# THE PROBLEM
Could you carry on the theater article below about the Actors Guild of Parkersburg's Hound of the Baskervilles, starting after its last sentence? Extend only that article, not the items that follow it.

# DOCUMENT PASSAGE
··········

Fans of the Actors Guild of Parkersburg who have been hungry to view a production from their beloved troupe can rejoice. While it may not be in the format they would prefer, theater lovers can enjoy an adaptation of Sir Arthur Conan Doyle’s classic The Hound of the Baskervilles this weekend from the comfort of their own homes.

Adapted by John Jory from the Doyle classic, the story is no doubt familiar to diehard fans of the immortal detective as well as those more casual followers. The story, adapted into no less than fifteen films (one animated), one TV miniseries, and as episodes on the two popular TV series Sherlock and Elementary starring Benedict Cumberbatch and Jonny Lee Miller respectively, the hound has always been reputed to be a beast from Hell, capable of literally terrifying its victim to death. But our trusty duo of Holmes and Watson always find that the solution to the mystery is much less supernatural than the locals believe.

··········

# STORED RECORDS

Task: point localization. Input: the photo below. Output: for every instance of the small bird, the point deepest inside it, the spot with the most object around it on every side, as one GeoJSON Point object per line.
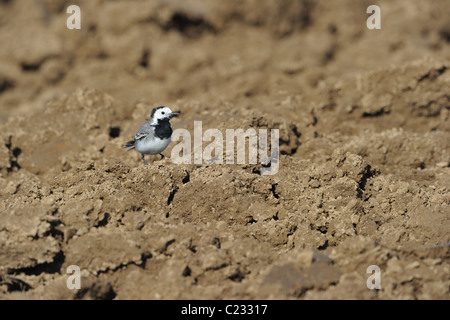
{"type": "Point", "coordinates": [154, 136]}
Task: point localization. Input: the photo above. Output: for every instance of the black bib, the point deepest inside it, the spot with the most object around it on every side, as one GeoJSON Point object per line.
{"type": "Point", "coordinates": [163, 130]}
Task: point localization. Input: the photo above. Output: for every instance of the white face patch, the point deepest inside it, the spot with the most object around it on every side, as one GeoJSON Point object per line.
{"type": "Point", "coordinates": [162, 113]}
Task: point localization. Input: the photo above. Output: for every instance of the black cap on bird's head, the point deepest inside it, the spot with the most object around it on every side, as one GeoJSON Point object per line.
{"type": "Point", "coordinates": [162, 113]}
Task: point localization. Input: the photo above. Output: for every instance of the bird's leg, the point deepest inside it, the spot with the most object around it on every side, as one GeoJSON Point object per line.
{"type": "Point", "coordinates": [142, 156]}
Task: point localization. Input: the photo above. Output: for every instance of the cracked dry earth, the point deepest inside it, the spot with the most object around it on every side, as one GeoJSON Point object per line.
{"type": "Point", "coordinates": [364, 164]}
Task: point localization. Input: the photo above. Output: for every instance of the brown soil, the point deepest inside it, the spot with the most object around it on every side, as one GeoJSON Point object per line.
{"type": "Point", "coordinates": [364, 167]}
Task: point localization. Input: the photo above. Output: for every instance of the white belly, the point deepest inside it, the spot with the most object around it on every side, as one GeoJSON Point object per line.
{"type": "Point", "coordinates": [153, 146]}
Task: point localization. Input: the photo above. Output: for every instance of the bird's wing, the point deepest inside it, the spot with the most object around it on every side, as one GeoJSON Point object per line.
{"type": "Point", "coordinates": [145, 130]}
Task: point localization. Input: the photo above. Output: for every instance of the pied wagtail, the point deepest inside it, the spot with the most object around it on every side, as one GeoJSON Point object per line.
{"type": "Point", "coordinates": [154, 136]}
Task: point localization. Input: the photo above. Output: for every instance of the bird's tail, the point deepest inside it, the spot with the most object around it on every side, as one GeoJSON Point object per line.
{"type": "Point", "coordinates": [129, 145]}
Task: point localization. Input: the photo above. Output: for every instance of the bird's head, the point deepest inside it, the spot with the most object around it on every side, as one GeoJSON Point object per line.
{"type": "Point", "coordinates": [162, 113]}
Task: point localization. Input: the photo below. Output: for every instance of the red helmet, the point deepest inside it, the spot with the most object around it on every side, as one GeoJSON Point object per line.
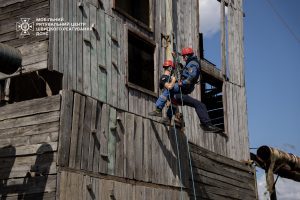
{"type": "Point", "coordinates": [186, 51]}
{"type": "Point", "coordinates": [168, 63]}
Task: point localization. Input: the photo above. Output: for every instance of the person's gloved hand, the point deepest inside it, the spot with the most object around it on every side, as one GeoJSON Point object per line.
{"type": "Point", "coordinates": [180, 83]}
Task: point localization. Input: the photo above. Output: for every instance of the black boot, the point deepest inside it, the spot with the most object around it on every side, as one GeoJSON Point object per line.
{"type": "Point", "coordinates": [166, 121]}
{"type": "Point", "coordinates": [157, 112]}
{"type": "Point", "coordinates": [210, 128]}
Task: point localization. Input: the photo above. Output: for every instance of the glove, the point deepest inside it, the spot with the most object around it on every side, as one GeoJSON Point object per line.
{"type": "Point", "coordinates": [180, 83]}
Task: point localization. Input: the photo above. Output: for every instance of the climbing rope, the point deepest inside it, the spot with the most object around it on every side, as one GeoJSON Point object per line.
{"type": "Point", "coordinates": [181, 99]}
{"type": "Point", "coordinates": [177, 145]}
{"type": "Point", "coordinates": [172, 112]}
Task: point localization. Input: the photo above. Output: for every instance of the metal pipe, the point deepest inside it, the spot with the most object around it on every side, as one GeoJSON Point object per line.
{"type": "Point", "coordinates": [10, 59]}
{"type": "Point", "coordinates": [267, 154]}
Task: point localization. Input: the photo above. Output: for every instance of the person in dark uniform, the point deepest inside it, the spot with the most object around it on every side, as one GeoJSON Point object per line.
{"type": "Point", "coordinates": [178, 91]}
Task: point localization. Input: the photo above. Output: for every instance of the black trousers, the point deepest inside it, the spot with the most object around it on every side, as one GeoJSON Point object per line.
{"type": "Point", "coordinates": [200, 107]}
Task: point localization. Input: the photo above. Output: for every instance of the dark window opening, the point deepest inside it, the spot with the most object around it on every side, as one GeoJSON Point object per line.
{"type": "Point", "coordinates": [138, 9]}
{"type": "Point", "coordinates": [212, 97]}
{"type": "Point", "coordinates": [140, 62]}
{"type": "Point", "coordinates": [30, 86]}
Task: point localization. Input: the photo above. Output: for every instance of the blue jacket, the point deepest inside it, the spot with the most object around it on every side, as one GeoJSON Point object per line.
{"type": "Point", "coordinates": [191, 72]}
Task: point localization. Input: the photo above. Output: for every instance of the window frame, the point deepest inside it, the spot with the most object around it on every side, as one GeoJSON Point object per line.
{"type": "Point", "coordinates": [141, 24]}
{"type": "Point", "coordinates": [129, 84]}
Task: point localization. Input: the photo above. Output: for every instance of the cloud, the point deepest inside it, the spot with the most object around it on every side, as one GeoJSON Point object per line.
{"type": "Point", "coordinates": [209, 17]}
{"type": "Point", "coordinates": [285, 189]}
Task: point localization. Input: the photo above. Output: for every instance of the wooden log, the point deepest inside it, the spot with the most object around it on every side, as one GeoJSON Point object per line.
{"type": "Point", "coordinates": [92, 135]}
{"type": "Point", "coordinates": [103, 138]}
{"type": "Point", "coordinates": [75, 129]}
{"type": "Point", "coordinates": [86, 133]}
{"type": "Point", "coordinates": [120, 140]}
{"type": "Point", "coordinates": [65, 128]}
{"type": "Point", "coordinates": [129, 148]}
{"type": "Point", "coordinates": [80, 132]}
{"type": "Point", "coordinates": [72, 51]}
{"type": "Point", "coordinates": [97, 138]}
{"type": "Point", "coordinates": [94, 66]}
{"type": "Point", "coordinates": [108, 44]}
{"type": "Point", "coordinates": [79, 51]}
{"type": "Point", "coordinates": [101, 55]}
{"type": "Point", "coordinates": [114, 63]}
{"type": "Point", "coordinates": [87, 53]}
{"type": "Point", "coordinates": [147, 158]}
{"type": "Point", "coordinates": [138, 147]}
{"type": "Point", "coordinates": [111, 144]}
{"type": "Point", "coordinates": [66, 50]}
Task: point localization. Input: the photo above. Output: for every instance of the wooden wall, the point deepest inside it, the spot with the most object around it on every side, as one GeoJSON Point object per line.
{"type": "Point", "coordinates": [97, 137]}
{"type": "Point", "coordinates": [83, 186]}
{"type": "Point", "coordinates": [95, 63]}
{"type": "Point", "coordinates": [104, 150]}
{"type": "Point", "coordinates": [28, 143]}
{"type": "Point", "coordinates": [235, 87]}
{"type": "Point", "coordinates": [218, 177]}
{"type": "Point", "coordinates": [34, 49]}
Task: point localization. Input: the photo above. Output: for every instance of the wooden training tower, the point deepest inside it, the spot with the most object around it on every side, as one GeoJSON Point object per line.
{"type": "Point", "coordinates": [73, 119]}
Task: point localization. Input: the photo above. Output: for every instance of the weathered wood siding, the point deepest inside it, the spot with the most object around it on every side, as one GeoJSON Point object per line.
{"type": "Point", "coordinates": [93, 62]}
{"type": "Point", "coordinates": [34, 49]}
{"type": "Point", "coordinates": [96, 63]}
{"type": "Point", "coordinates": [28, 143]}
{"type": "Point", "coordinates": [100, 144]}
{"type": "Point", "coordinates": [99, 138]}
{"type": "Point", "coordinates": [86, 186]}
{"type": "Point", "coordinates": [235, 88]}
{"type": "Point", "coordinates": [218, 177]}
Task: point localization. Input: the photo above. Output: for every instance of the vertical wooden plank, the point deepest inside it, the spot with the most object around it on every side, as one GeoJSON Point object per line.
{"type": "Point", "coordinates": [61, 40]}
{"type": "Point", "coordinates": [101, 55]}
{"type": "Point", "coordinates": [66, 46]}
{"type": "Point", "coordinates": [130, 158]}
{"type": "Point", "coordinates": [138, 147]}
{"type": "Point", "coordinates": [94, 33]}
{"type": "Point", "coordinates": [115, 64]}
{"type": "Point", "coordinates": [92, 136]}
{"type": "Point", "coordinates": [86, 133]}
{"type": "Point", "coordinates": [75, 128]}
{"type": "Point", "coordinates": [155, 152]}
{"type": "Point", "coordinates": [79, 52]}
{"type": "Point", "coordinates": [122, 89]}
{"type": "Point", "coordinates": [74, 47]}
{"type": "Point", "coordinates": [65, 128]}
{"type": "Point", "coordinates": [70, 47]}
{"type": "Point", "coordinates": [80, 133]}
{"type": "Point", "coordinates": [103, 138]}
{"type": "Point", "coordinates": [120, 144]}
{"type": "Point", "coordinates": [108, 58]}
{"type": "Point", "coordinates": [147, 151]}
{"type": "Point", "coordinates": [87, 52]}
{"type": "Point", "coordinates": [51, 44]}
{"type": "Point", "coordinates": [97, 137]}
{"type": "Point", "coordinates": [63, 182]}
{"type": "Point", "coordinates": [106, 189]}
{"type": "Point", "coordinates": [140, 192]}
{"type": "Point", "coordinates": [112, 141]}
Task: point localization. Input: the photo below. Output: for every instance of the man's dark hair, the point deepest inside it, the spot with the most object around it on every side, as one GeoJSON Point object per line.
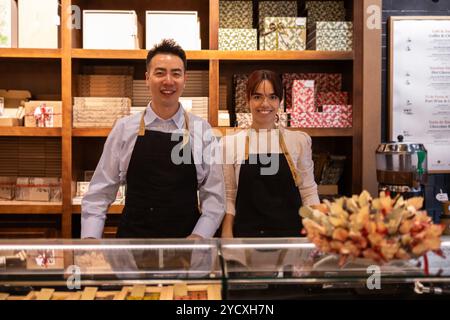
{"type": "Point", "coordinates": [167, 46]}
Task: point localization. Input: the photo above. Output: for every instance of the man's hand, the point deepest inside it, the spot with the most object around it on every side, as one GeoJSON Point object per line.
{"type": "Point", "coordinates": [194, 237]}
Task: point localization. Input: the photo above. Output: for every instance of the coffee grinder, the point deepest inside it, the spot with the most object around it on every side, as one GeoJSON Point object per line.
{"type": "Point", "coordinates": [402, 168]}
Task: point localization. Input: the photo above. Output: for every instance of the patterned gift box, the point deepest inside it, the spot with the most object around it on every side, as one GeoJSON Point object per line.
{"type": "Point", "coordinates": [240, 98]}
{"type": "Point", "coordinates": [237, 39]}
{"type": "Point", "coordinates": [331, 98]}
{"type": "Point", "coordinates": [283, 33]}
{"type": "Point", "coordinates": [276, 9]}
{"type": "Point", "coordinates": [322, 81]}
{"type": "Point", "coordinates": [235, 14]}
{"type": "Point", "coordinates": [244, 120]}
{"type": "Point", "coordinates": [303, 96]}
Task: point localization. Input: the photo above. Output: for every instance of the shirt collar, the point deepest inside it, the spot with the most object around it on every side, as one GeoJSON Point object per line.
{"type": "Point", "coordinates": [177, 118]}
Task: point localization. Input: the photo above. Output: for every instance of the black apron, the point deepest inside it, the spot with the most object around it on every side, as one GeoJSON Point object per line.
{"type": "Point", "coordinates": [161, 197]}
{"type": "Point", "coordinates": [267, 205]}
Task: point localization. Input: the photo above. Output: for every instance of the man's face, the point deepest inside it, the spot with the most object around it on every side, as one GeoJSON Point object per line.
{"type": "Point", "coordinates": [165, 77]}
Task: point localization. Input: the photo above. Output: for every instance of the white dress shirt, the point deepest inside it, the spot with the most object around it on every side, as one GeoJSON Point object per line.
{"type": "Point", "coordinates": [112, 169]}
{"type": "Point", "coordinates": [299, 147]}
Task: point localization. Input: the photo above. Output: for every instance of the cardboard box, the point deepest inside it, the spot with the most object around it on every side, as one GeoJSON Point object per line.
{"type": "Point", "coordinates": [236, 14]}
{"type": "Point", "coordinates": [14, 98]}
{"type": "Point", "coordinates": [283, 33]}
{"type": "Point", "coordinates": [238, 39]}
{"type": "Point", "coordinates": [8, 24]}
{"type": "Point", "coordinates": [182, 26]}
{"type": "Point", "coordinates": [38, 24]}
{"type": "Point", "coordinates": [38, 189]}
{"type": "Point", "coordinates": [43, 114]}
{"type": "Point", "coordinates": [275, 9]}
{"type": "Point", "coordinates": [111, 29]}
{"type": "Point", "coordinates": [7, 188]}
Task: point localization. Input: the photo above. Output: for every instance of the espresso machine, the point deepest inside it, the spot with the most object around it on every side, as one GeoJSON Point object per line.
{"type": "Point", "coordinates": [402, 168]}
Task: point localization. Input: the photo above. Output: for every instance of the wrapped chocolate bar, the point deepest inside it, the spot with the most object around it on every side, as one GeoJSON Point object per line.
{"type": "Point", "coordinates": [7, 188]}
{"type": "Point", "coordinates": [235, 14]}
{"type": "Point", "coordinates": [237, 39]}
{"type": "Point", "coordinates": [38, 189]}
{"type": "Point", "coordinates": [283, 33]}
{"type": "Point", "coordinates": [381, 229]}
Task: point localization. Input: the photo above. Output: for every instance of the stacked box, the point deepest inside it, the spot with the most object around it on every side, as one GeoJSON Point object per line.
{"type": "Point", "coordinates": [323, 82]}
{"type": "Point", "coordinates": [235, 14]}
{"type": "Point", "coordinates": [240, 96]}
{"type": "Point", "coordinates": [43, 114]}
{"type": "Point", "coordinates": [331, 36]}
{"type": "Point", "coordinates": [324, 11]}
{"type": "Point", "coordinates": [99, 112]}
{"type": "Point", "coordinates": [283, 33]}
{"type": "Point", "coordinates": [7, 188]}
{"type": "Point", "coordinates": [237, 39]}
{"type": "Point", "coordinates": [105, 85]}
{"type": "Point", "coordinates": [244, 120]}
{"type": "Point", "coordinates": [276, 9]}
{"type": "Point", "coordinates": [38, 189]}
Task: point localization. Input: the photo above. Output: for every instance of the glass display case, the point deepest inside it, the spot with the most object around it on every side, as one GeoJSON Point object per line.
{"type": "Point", "coordinates": [179, 269]}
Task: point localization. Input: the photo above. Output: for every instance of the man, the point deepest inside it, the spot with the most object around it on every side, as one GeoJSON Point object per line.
{"type": "Point", "coordinates": [144, 150]}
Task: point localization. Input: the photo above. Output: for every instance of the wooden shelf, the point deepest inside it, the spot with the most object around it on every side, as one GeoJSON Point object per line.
{"type": "Point", "coordinates": [114, 209]}
{"type": "Point", "coordinates": [30, 207]}
{"type": "Point", "coordinates": [91, 132]}
{"type": "Point", "coordinates": [218, 55]}
{"type": "Point", "coordinates": [30, 132]}
{"type": "Point", "coordinates": [30, 53]}
{"type": "Point", "coordinates": [313, 132]}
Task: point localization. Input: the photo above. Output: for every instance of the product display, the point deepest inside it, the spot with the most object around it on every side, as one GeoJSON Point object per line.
{"type": "Point", "coordinates": [8, 24]}
{"type": "Point", "coordinates": [235, 14]}
{"type": "Point", "coordinates": [237, 39]}
{"type": "Point", "coordinates": [182, 26]}
{"type": "Point", "coordinates": [38, 24]}
{"type": "Point", "coordinates": [111, 29]}
{"type": "Point", "coordinates": [283, 33]}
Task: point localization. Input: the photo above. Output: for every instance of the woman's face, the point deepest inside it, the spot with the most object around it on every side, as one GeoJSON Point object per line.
{"type": "Point", "coordinates": [264, 105]}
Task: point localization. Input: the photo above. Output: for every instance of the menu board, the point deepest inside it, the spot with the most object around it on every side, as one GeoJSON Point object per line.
{"type": "Point", "coordinates": [420, 85]}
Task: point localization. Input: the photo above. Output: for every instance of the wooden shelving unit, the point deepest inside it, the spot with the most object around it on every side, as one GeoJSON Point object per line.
{"type": "Point", "coordinates": [360, 85]}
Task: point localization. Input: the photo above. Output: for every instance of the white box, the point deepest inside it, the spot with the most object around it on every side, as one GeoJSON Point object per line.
{"type": "Point", "coordinates": [38, 24]}
{"type": "Point", "coordinates": [182, 26]}
{"type": "Point", "coordinates": [8, 24]}
{"type": "Point", "coordinates": [111, 29]}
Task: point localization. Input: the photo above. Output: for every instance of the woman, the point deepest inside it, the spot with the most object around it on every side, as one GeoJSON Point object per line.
{"type": "Point", "coordinates": [269, 173]}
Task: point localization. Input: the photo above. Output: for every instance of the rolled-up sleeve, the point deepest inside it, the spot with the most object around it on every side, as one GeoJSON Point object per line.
{"type": "Point", "coordinates": [305, 167]}
{"type": "Point", "coordinates": [103, 186]}
{"type": "Point", "coordinates": [211, 191]}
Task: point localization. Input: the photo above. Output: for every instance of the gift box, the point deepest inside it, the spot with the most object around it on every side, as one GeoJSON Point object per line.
{"type": "Point", "coordinates": [240, 95]}
{"type": "Point", "coordinates": [283, 33]}
{"type": "Point", "coordinates": [38, 189]}
{"type": "Point", "coordinates": [43, 114]}
{"type": "Point", "coordinates": [275, 9]}
{"type": "Point", "coordinates": [244, 120]}
{"type": "Point", "coordinates": [236, 14]}
{"type": "Point", "coordinates": [99, 112]}
{"type": "Point", "coordinates": [303, 97]}
{"type": "Point", "coordinates": [331, 98]}
{"type": "Point", "coordinates": [331, 36]}
{"type": "Point", "coordinates": [8, 24]}
{"type": "Point", "coordinates": [7, 188]}
{"type": "Point", "coordinates": [237, 39]}
{"type": "Point", "coordinates": [323, 82]}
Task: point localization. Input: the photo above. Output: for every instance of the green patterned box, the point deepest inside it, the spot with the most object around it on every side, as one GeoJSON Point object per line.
{"type": "Point", "coordinates": [276, 9]}
{"type": "Point", "coordinates": [235, 14]}
{"type": "Point", "coordinates": [237, 39]}
{"type": "Point", "coordinates": [283, 33]}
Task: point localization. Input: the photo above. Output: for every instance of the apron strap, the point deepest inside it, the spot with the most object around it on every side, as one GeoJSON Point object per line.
{"type": "Point", "coordinates": [286, 153]}
{"type": "Point", "coordinates": [185, 131]}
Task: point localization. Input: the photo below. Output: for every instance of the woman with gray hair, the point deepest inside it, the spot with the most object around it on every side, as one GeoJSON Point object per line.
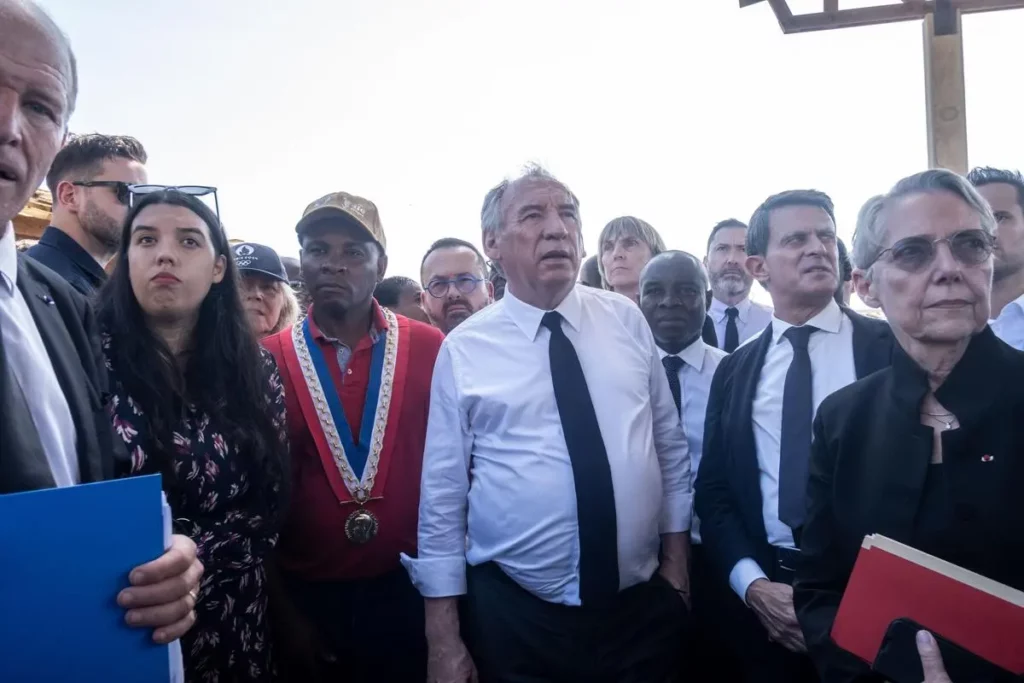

··········

# THE REPLY
Starring Chris Parsons as Sherlock Holmes and Charlie Matthews as his trusty sidekick Dr. John Watson, this radio-style production is, as is always true of work by the Guild, simply terrific. Parsons and Matthews have great chemistry together. Danny Bayer, who has relatively recently returned to Parkersburg after living away from the MOV for several years, adds great panache as a family friend of the Baskervilles, Dr. James Mortimer, who comes to hire Holmes to solve the mystery of the enigmatic hound. We find out from Mortimer that the legend of the cursed canine goes all the way back to the 1700s, when the lecherous, drunken Hugo Baskerville kidnapped a comely young local woman and tried to force her to marry him. When she escaped, he gave chase, followed by his drinking buddies.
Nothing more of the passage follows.